WORK TO COMPLETE:
1. List every web address that appears in the mailing list thread on logical replication.
2. Carry on writing the mailing list thread on logical replication, starting right after its final question.

But it seems to be some design flaw in BGW, isn' it?

--
Sent via pgsql-hackers mailing list (pgsql-hackers@postgresql.org)
To make changes to your subscription:
http://www.postgresql.org/mailpref/pgsql-hackers

Craig Ringer

craig@2ndquadrant.com

over 10 years ago

In reply to: Konstantin Knizhnik (#7)

Re: Logical replication and multimaster

On 3 December 2015 at 14:54, konstantin knizhnik <k.knizhnik@postgrespro.ru>
wrote:

I'd really like to collaborate using pglogical_output if at all possible.
Petr's working really hard to get the pglogical downstrem out too, with me
helping where I can.

And where I can get pglogical_output plugin? Sorry, but I can't quickly
find reference with Google...

It's been submitted to this CF.

https://commitfest.postgresql.org/7/418/

https://github.com/2ndQuadrant/postgres/tree/dev/pglogical-output

Any tests and comments would be greatly appreciated.

I have a version compatible with 9.4 and older in a separate tree I want to
make public. I'll get back to you on that later today. It's the same code
with a few more ifdefs and an uglier structure for the example hooks module
(because it can be a separate contrib)¸so it's not that exciting.

You should be able to just "git remote add" that repo, "git fetch" and "git
merge dev/pglogical-output" into your working tree.

Also I wonder if this plugin perform DDL replication (most likely not).

No, it doesn't. The way it's done in BDR is too intrusive and has to be
reworked before it can be made more generally re-usable.

How I envision DDL replication working for pglogical (or anything else) is
to take the DDL hooks added in 9.5 and use them with a separate DDL deparse
extension based on Álvaro's deparse work. If you want to replicate DDL you
make sure this extension is loaded then use it from your event triggers to
capture DDL in a useful form and write it to a queue table where your
downstream client can find it and consume it. That way the deparse code
doesn't have to be embedded in the Pg backend like it is in BDR, and
instead can be a reusable extension.

But then naive question - why DDL was excluded from logical replication

protocol?

DATASET EXTRACT:
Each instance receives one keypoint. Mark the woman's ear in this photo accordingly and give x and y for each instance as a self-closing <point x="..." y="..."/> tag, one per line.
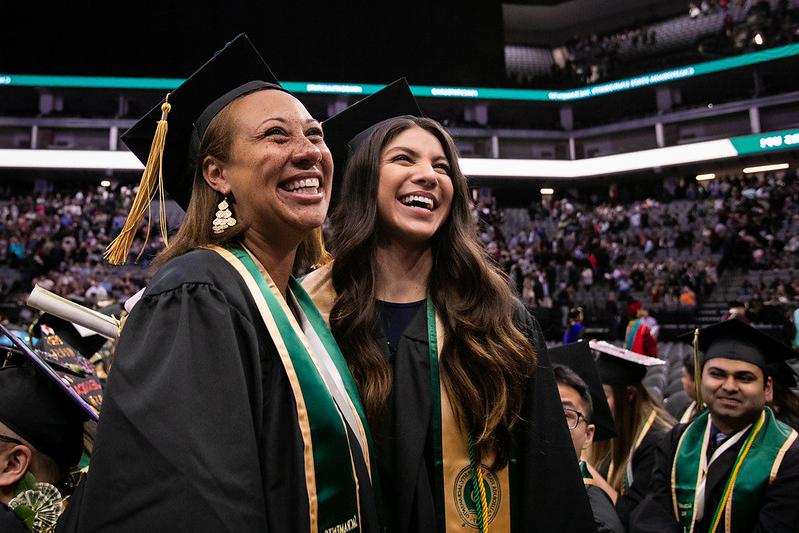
<point x="214" y="174"/>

OUTPUTS IN ORDER:
1.
http://www.postgresql.org/mailpref/pgsql-hackers
https://commitfest.postgresql.org/7/418/
https://github.com/2ndQuadrant/postgres/tree/dev/pglogical-output

2.
logical decoding can't handle DDL because all it sees is the effects of
that DDL in the xlog as a series of changes to catalog tables, relfilenode
changes, etc. It can't turn that back into the original DDL in any kind of
reliable way. A downstream can't do very much with "rename relfilenode 1231
to 1241".

There are a few cases we might want to handle through decoding - in
particular I'd like to be able to decode changes to rows in shared catalogs
like pg_authid, since we can't handle that with DDL deparse. For things
like DROP TABLE, CREATE TABLE, etc we really need DDL hooks. At least as I
currently understand things.

So we try to capture DDL at a higher level. That's why event triggers were
added (http://www.postgresql.org/docs/current/static/event-triggers.html)
and why DDL deparse was implemented (
https://commitfest-old.postgresql.org/action/patch_view?id=1610).

You can't just capture the raw DDL statement since there are issues with
search_path normalization, etc. Similar problems to statement based
replication exist. Deparse is required to get the DDL after it's converted
to a utility statement so we can obtain it in an unambiguous form.

I'll add some explanation in pglogical_output's DESIGN.md for why DDL is
not currently handled.

BTW, TRUNCATE _is_ handled by the way. In pglogical we use regular TRUNCATE
triggers (marked tgisinternal) for that. There are some significant
complexities around foreign keys, sequence reset, etc, which are not fully
handled yet.

Are there some principle problems with it? In BDR it was handled in

alternative way, using executor callback. It will be much easier if DDL can
be replicated in the same way as normal SQL statements.

It can't. I wish it could.

--
Craig Ringer http://www.2ndQuadrant.com/
PostgreSQL Development, 24x7 Support, Training & Services

#10

Shulgin, Oleksandr

oleksandr.shulgin@zalando.de

over 10 years ago

In reply to: Craig Ringer (#9)

Re: Logical replication and multimaster

On Thu, Dec 3, 2015 at 8:34 AM, Craig Ringer <craig@2ndquadrant.com> wrote:

On 3 December 2015 at 14:54, konstantin knizhnik <
k.knizhnik@postgrespro.ru> wrote:

Are there some principle problems with it? In BDR it was handled in
alternative way, using executor callback. It will be much easier if DDL can
be replicated in the same way as normal SQL statements.

It can't. I wish it could.

That reminds me of that DDL deparsing patch I was trying to revive a while
ago. Strangely, I cannot find it in any of the commit fests. Will add it.

--
Alex

#11

Konstantin Knizhnik

k.knizhnik@postgrespro.ru

over 10 years ago

In reply to: Craig Ringer (#9)

Re: Logical replication and multimaster

On Dec 3, 2015, at 10:34 AM, Craig Ringer wrote:

On 3 December 2015 at 14:54, konstantin knizhnik <k.knizhnik@postgrespro.ru> wrote:

I'd really like to collaborate using pglogical_output if at all possible. Petr's working really hard to get the pglogical downstrem out too, with me helping where I can.

And where I can get pglogical_output plugin? Sorry, but I can't quickly find reference with Google...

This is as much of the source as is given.